I'm going to do something to my fences. They are 6 foot chain link fences. It was only about 5.5 feet because of buildup at the bottom. I want barbed wire or some thing that will gut a dog who tried to jump them. And then I want something around the bottom so they can't dig under. There is one shorter place, we figured out how they got in, I am lucky they got in that pen and not one of the other pens. They didn't go over the chain link, they came over the gate into the back and then over the horse panel that is shorter and not sharp. That probably makes no sense.

There are four pens. Tonight we are shutting in the goats in three of them. The fourth one, where all my pregnant does are, they can't be shut in. It is very close to the house, and we are going to flood it with light. I don't know if the other bucks will batter their way out, there are five of them and they will be shut into an 8x12 space, where they have never been shut in before. 

Anyway, bad day.

I don't know if one dog alone would come back. I'm sure it was hanging around out there when the loud noises happened. 

I know electric fence would be good, but I don't see how you can do that with chain link. I have a call in to the fence guy, and I think I want to top them all with barbed wire, mounted on those outward facing brackets, and then do something so nothing can dig under them either. Don't think there is much you can do about gates, but we'll see what he says.

Sorry this is sort of incoherent.


----------



## freedomstarfarm (Mar 25, 2011)

:hug: So sorry for your loss. 
You can get insulator clips that attach to the chainlink and then protrude a few inches out that hold hot wire. A run of hot-wire a near the ground and a run around the outside top would work to detur dogs.


----------



## luvmyherd (Apr 9, 2011)

I am so sorry. You must be just heartsick.
I worry about dog attacks. My husband has shot a few over the years.


----------



## nancy d (Oct 5, 2007)

How tragic Im so sorry! Glad you took care of the one.


----------



## ptgoats45 (Nov 28, 2011)

Oh no! I'm so sorry for your loss!

Electric fence might help, but unless the animal can touch it, it won't stop anything. Barbed wire would be a little better. A donkey or llama might help also.


----------



## nubians2 (Feb 20, 2011)

Oh how terrible! Did you find out who they belong to or were they strays? Sorry for such a bad thing to happen to you and goaties.


----------



## RMADairyGoats (Jun 20, 2011)

That's awful!    Your poor thing! Poor goaties! :hug: :hug: I'm so very sorry. :hug:


----------



## milk and honey (Oct 31, 2010)

Oh I'm so sorry.. that is just shocking!


----------



## HoosierShadow (Apr 20, 2010)

OMG Jan I am so very very sorry  That is just awful  Did the dog looked well cared for? Or look like it could have been dumped/a stray? I would be going crazy if someones dog did that OMG so awful  

Maybe there is also a way to bury barbed wire?

== SOURCE MATERIAL ==
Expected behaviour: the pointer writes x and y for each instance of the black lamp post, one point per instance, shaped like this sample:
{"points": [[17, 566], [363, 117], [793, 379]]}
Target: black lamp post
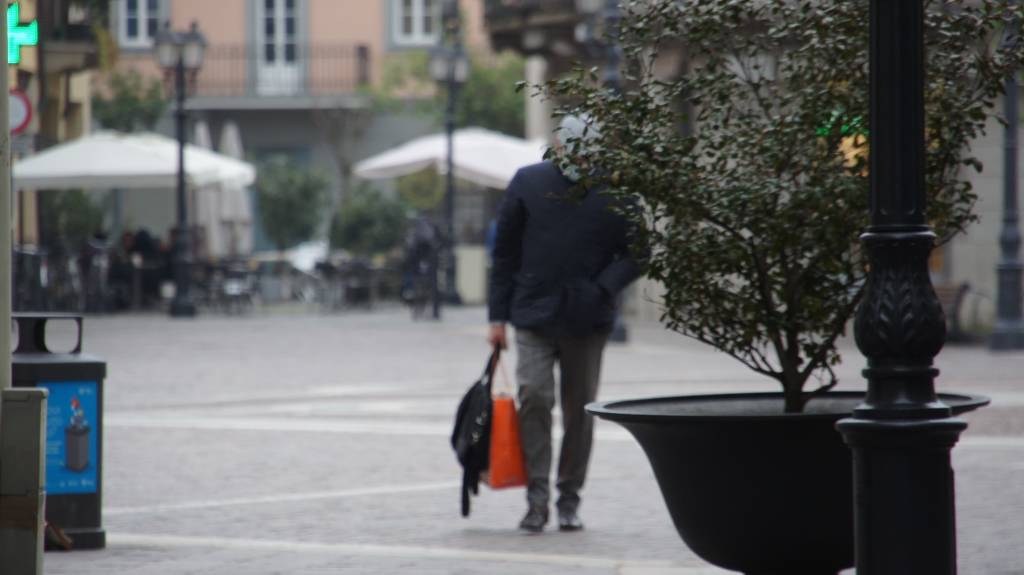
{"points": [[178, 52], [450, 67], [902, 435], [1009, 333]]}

== WHAT TO WORK ON ==
• a. In the fencing thread, what does freedomstarfarm say can be attached to chain link to hold hot wire?
• b. Continue the fencing thread, starting right after its last sentence.
The material following the fencing thread can be left aside.

== ANSWERS PER TASK ==
• a. Insulator clips that attach to the chain link and protrude a few inches out.

• b.
Maybe make a frame to go over the gate? Then possibly find a way to rig up a cattle/goat panel to go over the top of it - you know on some kind of hing that you can swing open with the gate, and then be able to close it and latch it so it keeps animals from going over the top?


----------



## J.O.Y. Farm (Jan 10, 2012)

I am sooo very sorry to hear that! :hug:


----------



## lissablack (Nov 30, 2009)

Thanks everyone. I actually have a fence guy, and these pens are pretty new that I want to strengthen. I am coming back to barbed wire also. All my neighbors are on alert now, and the lights will be on, and the pregnant girls will be right outside my bedroom door. 

They were strays. Or I have no idea whose they are and I don't care. My neighbor said she had seen them around the ditch bank. They all helped me this morning he has his shotgun by the door. We won't ignore all the dogs going off again. They have goats too.

We think they were hungry. They hung around for hours eating the wether. That's why they were still there when I went out this morning. Also probably might have protected the rest of my herd.

Jan


----------



## Guest (Feb 13, 2012)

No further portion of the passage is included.